Estella Gustilo’s expertise is in the life sciences. She has a B.S. in Biology and a Ph.D. in Biochemistry.
Her work in science began at the Medical University of SC (MUSC), studying diabetes 1 with the use of rat models. She then worked at MeadWestvaco Forest Science Lab in SC, where she helped genetically engineer trees that were more efficient in paper production. Back at MUSC, Estella studied the molecular signaling pathway of pulmonary fibrosis and learned how certain biomolecules can affect the malfunctioning of apoptosis which is the main characteristic of fibrotic cells.
In graduate school at North Carolina State University (NCSU), Estella worked to understand how modifications affect RNA structure and function. She learned how modifications at the anticodon of tRNA can influence the rate of protein synthesis. She received a National Science Foundation Fellowship and a NCSU Scholarship for her graduate work.
After graduate school, Estella worked at the Scripps Research Institute in La Jolla, CA studying protein folding. She helped develop high-throughput assays used to test small molecules and their effect on protein folding, specifically the misfolding of protein Transthyretin, which causes debilitating disease and often results in death. After working at Scripps, Estella then went on to study the translation initiation of mRNA, specifically of the plant viral RNA BYDV and the human tumor suppressor p53 mRNA.

INFORMATION GIVEN:
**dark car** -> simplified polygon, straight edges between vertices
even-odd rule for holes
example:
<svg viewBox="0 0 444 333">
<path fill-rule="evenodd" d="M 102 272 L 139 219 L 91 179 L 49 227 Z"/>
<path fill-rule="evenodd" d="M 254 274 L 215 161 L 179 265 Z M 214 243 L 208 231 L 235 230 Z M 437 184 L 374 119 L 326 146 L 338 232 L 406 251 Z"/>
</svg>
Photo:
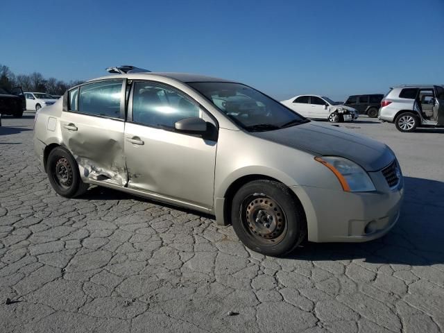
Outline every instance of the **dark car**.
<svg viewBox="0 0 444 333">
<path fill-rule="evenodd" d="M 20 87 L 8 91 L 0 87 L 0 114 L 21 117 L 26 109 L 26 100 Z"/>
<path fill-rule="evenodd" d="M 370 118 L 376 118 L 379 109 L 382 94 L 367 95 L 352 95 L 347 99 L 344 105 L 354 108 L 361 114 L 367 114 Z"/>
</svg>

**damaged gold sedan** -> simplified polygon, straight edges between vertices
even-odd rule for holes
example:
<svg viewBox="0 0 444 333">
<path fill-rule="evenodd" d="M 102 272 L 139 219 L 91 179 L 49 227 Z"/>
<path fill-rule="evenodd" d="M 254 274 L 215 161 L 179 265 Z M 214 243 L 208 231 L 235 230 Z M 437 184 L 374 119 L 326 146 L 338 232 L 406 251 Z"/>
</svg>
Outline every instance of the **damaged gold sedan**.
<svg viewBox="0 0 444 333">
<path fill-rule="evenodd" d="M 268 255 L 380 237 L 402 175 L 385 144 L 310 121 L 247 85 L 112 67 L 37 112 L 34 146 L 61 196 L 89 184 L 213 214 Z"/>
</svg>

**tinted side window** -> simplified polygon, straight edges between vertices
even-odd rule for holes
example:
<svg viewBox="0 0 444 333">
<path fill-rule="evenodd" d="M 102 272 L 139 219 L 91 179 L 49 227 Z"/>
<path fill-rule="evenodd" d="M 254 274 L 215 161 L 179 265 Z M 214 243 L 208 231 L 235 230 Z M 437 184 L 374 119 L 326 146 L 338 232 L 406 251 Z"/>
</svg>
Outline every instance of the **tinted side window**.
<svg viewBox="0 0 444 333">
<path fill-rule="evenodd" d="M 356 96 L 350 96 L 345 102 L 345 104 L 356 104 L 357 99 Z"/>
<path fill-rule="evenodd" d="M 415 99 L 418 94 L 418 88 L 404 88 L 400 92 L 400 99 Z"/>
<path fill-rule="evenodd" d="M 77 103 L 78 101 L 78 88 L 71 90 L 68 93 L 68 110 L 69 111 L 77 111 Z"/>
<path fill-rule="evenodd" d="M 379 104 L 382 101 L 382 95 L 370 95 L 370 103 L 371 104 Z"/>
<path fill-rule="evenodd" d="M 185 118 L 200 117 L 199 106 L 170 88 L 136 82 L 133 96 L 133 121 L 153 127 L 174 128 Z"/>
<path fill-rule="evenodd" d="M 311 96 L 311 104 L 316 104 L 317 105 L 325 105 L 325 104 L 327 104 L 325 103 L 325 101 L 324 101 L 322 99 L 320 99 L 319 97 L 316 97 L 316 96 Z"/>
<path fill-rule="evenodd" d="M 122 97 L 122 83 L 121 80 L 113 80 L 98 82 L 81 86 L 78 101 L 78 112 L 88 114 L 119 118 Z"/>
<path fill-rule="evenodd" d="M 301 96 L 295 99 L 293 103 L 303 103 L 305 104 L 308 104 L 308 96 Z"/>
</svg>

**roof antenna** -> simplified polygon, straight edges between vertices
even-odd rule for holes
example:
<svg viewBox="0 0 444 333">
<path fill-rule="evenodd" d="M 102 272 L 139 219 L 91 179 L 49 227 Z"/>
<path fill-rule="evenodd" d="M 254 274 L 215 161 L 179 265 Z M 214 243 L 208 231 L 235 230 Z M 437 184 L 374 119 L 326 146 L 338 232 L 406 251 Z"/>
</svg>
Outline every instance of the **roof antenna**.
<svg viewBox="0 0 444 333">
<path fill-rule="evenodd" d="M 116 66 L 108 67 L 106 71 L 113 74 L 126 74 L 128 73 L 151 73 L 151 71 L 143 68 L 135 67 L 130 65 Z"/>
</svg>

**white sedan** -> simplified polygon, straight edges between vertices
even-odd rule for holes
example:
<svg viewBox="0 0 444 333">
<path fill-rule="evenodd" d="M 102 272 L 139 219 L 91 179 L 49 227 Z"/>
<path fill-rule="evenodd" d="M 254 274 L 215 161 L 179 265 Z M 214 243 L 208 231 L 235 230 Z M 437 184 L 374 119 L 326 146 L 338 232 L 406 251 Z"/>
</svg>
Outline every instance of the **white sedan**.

PROBLEM DETAILS:
Set down everything from "Her work in" down to "her graduate work." in the Estella Gustilo biography above, word for word.

TASK RESULT:
Her work in science began at the Medical University of SC (MUSC), studying diabetes 1 with the use of rat models. She then worked at MeadWestvaco Forest Science Lab in SC, where she helped genetically engineer trees that were more efficient in paper production. Back at MUSC, Estella studied the molecular signaling pathway of pulmonary fibrosis and learned how certain biomolecules can affect the malfunctioning of apoptosis which is the main characteristic of fibrotic cells.
In graduate school at North Carolina State University (NCSU), Estella worked to understand how modifications affect RNA structure and function. She learned how modifications at the anticodon of tRNA can influence the rate of protein synthesis. She received a National Science Foundation Fellowship and a NCSU Scholarship for her graduate work.